Recast everything in the entries below, from the line containing "rough mask: <svg" down to the line containing "positive clicks: (2, 178)", as a numbered list that leaves out blank lines.
*** Data shown ***
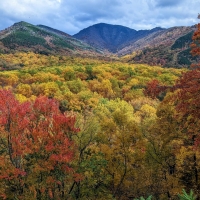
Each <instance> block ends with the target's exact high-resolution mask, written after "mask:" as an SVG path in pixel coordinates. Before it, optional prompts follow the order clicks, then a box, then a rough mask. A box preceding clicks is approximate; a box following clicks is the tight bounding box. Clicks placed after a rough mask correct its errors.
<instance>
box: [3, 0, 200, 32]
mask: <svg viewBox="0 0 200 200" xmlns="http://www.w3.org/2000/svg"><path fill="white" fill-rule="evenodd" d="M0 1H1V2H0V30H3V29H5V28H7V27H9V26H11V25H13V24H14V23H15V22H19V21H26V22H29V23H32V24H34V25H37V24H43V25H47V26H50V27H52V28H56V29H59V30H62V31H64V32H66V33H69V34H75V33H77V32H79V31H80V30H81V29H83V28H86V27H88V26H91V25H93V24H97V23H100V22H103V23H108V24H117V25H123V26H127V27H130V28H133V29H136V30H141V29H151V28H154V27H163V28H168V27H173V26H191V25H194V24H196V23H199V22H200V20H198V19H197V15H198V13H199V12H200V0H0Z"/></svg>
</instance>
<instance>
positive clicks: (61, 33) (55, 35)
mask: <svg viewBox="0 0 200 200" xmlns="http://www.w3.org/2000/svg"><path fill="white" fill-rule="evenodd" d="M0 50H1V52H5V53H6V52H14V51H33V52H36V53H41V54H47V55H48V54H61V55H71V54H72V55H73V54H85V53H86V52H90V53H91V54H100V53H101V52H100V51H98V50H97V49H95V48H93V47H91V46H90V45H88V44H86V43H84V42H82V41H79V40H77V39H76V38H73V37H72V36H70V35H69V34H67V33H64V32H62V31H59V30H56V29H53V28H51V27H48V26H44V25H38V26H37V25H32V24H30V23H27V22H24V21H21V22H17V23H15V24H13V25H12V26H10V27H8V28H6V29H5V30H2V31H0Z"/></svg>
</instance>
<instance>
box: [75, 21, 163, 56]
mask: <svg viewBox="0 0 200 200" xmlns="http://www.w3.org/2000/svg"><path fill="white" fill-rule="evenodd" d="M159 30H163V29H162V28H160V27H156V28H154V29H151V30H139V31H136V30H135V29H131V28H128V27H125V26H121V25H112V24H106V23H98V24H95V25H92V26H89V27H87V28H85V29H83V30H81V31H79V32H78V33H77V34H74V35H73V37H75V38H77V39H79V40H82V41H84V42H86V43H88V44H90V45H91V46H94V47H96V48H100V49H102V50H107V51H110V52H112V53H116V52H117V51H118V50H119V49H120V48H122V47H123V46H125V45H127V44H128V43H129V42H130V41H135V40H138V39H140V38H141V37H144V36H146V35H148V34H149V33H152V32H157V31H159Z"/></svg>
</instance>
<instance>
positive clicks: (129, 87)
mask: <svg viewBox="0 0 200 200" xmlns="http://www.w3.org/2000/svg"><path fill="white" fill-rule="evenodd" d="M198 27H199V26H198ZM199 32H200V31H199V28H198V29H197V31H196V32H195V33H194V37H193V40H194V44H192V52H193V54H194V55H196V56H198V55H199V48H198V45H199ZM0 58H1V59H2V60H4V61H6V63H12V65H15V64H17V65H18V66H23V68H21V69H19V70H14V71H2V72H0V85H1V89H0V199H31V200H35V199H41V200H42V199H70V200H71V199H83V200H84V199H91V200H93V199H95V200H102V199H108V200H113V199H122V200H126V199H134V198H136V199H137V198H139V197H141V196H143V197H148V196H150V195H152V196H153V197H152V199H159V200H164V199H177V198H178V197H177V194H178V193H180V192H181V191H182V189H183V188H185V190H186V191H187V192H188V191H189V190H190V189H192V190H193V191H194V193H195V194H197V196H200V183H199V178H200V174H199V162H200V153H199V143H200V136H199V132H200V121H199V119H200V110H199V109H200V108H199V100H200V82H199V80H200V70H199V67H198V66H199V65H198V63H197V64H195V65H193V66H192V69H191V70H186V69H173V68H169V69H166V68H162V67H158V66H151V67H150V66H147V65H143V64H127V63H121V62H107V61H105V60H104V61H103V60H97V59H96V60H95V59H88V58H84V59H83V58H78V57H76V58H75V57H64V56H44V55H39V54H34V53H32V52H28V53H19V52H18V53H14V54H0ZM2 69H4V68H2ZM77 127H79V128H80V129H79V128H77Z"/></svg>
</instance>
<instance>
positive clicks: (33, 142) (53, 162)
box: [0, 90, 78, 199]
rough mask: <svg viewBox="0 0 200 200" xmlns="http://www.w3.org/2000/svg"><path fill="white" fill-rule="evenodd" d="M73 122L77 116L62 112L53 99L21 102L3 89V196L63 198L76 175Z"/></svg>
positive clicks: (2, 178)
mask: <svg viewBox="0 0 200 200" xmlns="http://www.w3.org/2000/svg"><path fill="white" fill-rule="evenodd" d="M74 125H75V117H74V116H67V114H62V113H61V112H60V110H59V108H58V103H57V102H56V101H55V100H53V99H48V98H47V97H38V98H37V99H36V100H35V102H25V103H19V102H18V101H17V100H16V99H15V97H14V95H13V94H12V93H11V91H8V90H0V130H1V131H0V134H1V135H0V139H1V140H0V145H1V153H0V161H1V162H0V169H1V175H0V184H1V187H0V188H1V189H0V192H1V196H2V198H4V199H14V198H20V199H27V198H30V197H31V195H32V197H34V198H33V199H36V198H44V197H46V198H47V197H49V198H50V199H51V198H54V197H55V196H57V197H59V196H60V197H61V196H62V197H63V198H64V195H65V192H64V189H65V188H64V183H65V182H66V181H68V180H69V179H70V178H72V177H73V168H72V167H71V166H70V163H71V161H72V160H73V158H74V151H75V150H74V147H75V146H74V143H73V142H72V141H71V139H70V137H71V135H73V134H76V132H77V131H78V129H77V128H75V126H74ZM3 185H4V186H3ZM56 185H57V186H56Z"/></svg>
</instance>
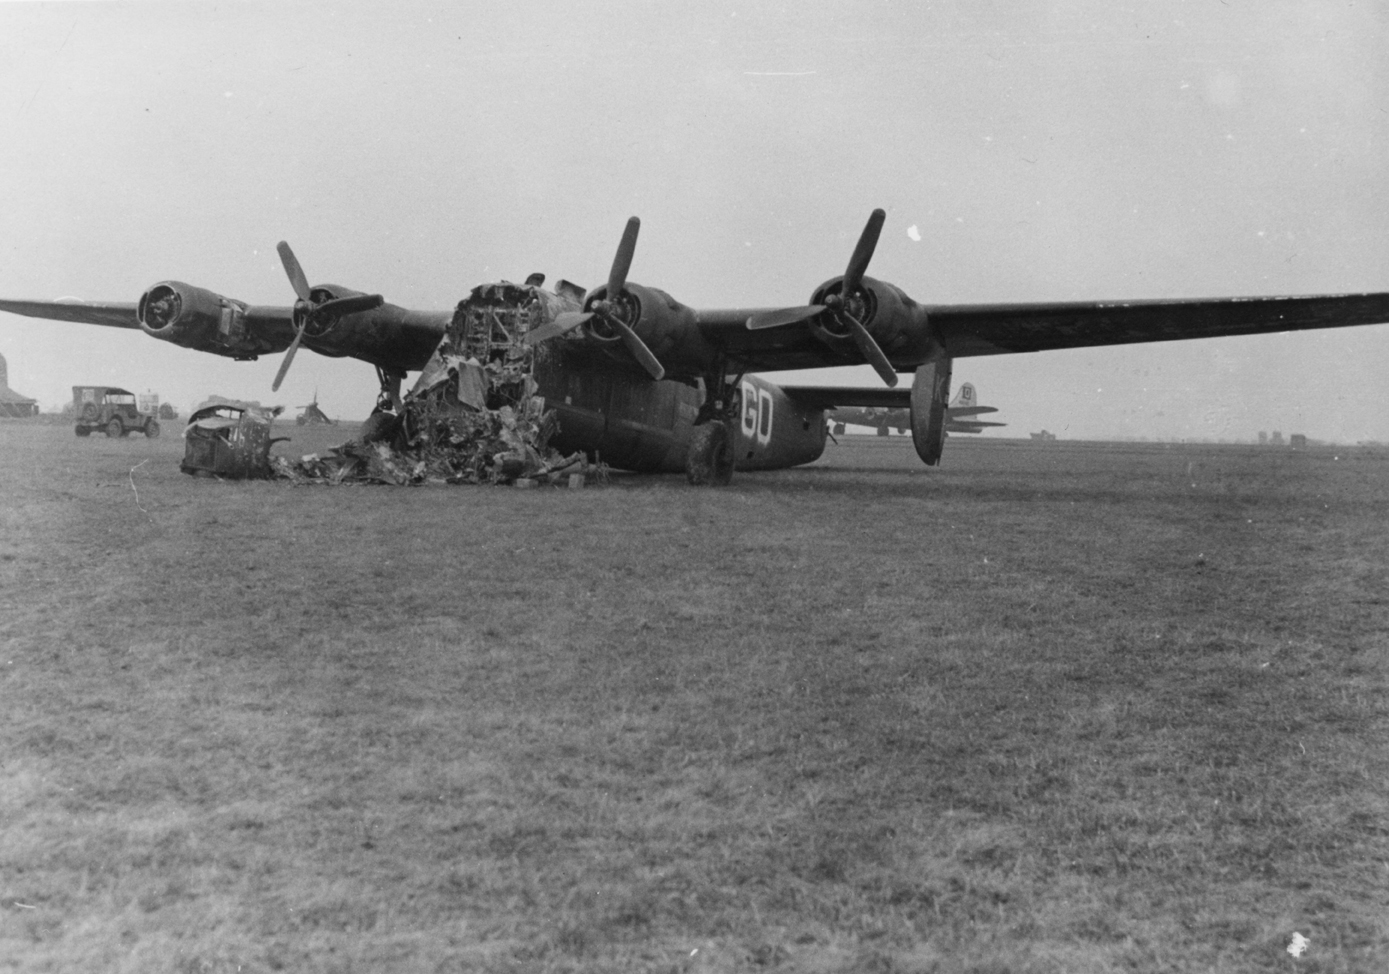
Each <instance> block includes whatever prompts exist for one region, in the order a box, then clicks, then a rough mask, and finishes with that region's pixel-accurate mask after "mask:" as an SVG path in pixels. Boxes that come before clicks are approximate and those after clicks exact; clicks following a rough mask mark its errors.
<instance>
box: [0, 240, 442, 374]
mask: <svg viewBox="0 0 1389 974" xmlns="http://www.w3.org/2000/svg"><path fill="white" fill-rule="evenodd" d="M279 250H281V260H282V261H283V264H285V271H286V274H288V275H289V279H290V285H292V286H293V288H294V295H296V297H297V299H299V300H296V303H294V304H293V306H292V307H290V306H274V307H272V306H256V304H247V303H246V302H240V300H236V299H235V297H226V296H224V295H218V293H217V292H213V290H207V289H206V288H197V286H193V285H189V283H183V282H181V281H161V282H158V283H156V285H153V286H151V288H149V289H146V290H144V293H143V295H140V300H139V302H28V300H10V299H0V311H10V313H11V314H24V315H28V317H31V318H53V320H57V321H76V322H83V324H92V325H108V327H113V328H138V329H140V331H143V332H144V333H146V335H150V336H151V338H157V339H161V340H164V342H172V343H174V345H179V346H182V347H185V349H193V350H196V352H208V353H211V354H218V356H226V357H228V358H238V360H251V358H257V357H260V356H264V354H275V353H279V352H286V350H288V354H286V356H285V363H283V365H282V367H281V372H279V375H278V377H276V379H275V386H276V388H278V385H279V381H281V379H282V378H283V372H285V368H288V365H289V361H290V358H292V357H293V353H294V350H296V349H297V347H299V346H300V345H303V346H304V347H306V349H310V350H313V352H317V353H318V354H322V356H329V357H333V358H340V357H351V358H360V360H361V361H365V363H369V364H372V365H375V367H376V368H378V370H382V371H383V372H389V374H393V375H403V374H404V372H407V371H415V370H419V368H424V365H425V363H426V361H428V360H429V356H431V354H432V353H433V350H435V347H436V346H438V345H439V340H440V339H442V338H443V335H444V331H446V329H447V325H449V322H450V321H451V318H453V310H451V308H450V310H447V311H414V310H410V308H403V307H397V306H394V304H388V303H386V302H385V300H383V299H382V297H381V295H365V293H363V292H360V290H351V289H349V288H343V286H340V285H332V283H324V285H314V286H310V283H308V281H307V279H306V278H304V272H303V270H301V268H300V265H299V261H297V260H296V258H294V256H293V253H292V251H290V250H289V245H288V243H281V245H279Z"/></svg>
*** End of Data shown ***
# Response to the task
1. rough mask: <svg viewBox="0 0 200 200" xmlns="http://www.w3.org/2000/svg"><path fill="white" fill-rule="evenodd" d="M73 122L77 116L62 112L53 99L21 102L3 89V196L63 198L76 175Z"/></svg>
2. positive clicks: (2, 178)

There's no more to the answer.